§ **LISTE DE DONNÉES**
####################
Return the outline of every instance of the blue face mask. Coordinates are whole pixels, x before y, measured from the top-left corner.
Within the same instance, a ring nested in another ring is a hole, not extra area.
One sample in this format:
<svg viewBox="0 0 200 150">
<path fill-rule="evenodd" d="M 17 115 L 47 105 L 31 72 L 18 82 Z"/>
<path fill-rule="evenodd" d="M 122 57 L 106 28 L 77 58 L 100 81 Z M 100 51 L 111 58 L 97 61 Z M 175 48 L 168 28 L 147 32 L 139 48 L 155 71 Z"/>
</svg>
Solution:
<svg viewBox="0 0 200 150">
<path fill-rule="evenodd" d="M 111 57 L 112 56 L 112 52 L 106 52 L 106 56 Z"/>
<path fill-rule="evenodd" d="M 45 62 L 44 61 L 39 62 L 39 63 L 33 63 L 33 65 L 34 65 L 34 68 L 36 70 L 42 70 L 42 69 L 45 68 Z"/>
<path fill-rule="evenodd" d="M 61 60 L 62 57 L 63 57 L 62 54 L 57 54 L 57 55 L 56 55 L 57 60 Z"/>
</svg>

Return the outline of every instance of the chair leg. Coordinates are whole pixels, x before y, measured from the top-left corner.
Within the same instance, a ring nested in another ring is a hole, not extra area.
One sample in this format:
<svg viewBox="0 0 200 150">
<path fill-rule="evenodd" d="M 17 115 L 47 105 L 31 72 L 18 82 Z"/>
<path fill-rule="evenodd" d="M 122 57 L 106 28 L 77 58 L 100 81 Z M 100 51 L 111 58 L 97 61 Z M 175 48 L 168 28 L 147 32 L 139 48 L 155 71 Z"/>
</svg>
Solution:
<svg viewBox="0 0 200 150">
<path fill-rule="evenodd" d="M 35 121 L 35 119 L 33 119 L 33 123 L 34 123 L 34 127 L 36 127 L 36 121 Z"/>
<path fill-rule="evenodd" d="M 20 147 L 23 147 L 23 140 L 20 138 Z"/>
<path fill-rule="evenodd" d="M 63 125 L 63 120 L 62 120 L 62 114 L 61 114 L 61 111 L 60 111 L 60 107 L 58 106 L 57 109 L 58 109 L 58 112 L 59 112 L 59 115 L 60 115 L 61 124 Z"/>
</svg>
####################
§ **CONSIGNE**
Recopiez intégralement la liste, de la ligne contenant « Return the outline of every instance of the chair » jusqu'à la dernière ligne incluse. Ne changez que les nombres des réponses, coordonnées comme dimensions du viewBox : multipliez-les par 0,5 et arrondissez-les à l'entier, les demis vers le haut.

§ **RÉSULTAT**
Return the outline of every instance of the chair leg. Coordinates are whole pixels, x before y, measured from the top-left corner.
Within the same instance, a ring nested in another ring is a hole, not extra area.
One sample in this format:
<svg viewBox="0 0 200 150">
<path fill-rule="evenodd" d="M 17 115 L 47 105 L 31 72 L 18 82 Z"/>
<path fill-rule="evenodd" d="M 122 57 L 106 28 L 77 58 L 100 81 Z M 100 51 L 111 58 L 97 61 Z M 175 48 L 168 28 L 147 32 L 139 48 L 155 71 Z"/>
</svg>
Solution:
<svg viewBox="0 0 100 75">
<path fill-rule="evenodd" d="M 18 61 L 18 60 L 17 60 L 17 62 L 17 62 L 17 64 L 18 64 L 18 61 Z"/>
<path fill-rule="evenodd" d="M 10 74 L 12 74 L 12 70 L 10 69 Z"/>
<path fill-rule="evenodd" d="M 32 63 L 32 60 L 31 60 L 31 57 L 31 57 L 31 56 L 30 56 L 30 54 L 29 53 L 29 55 L 29 55 L 29 56 L 30 56 L 30 58 L 30 58 L 31 62 Z"/>
</svg>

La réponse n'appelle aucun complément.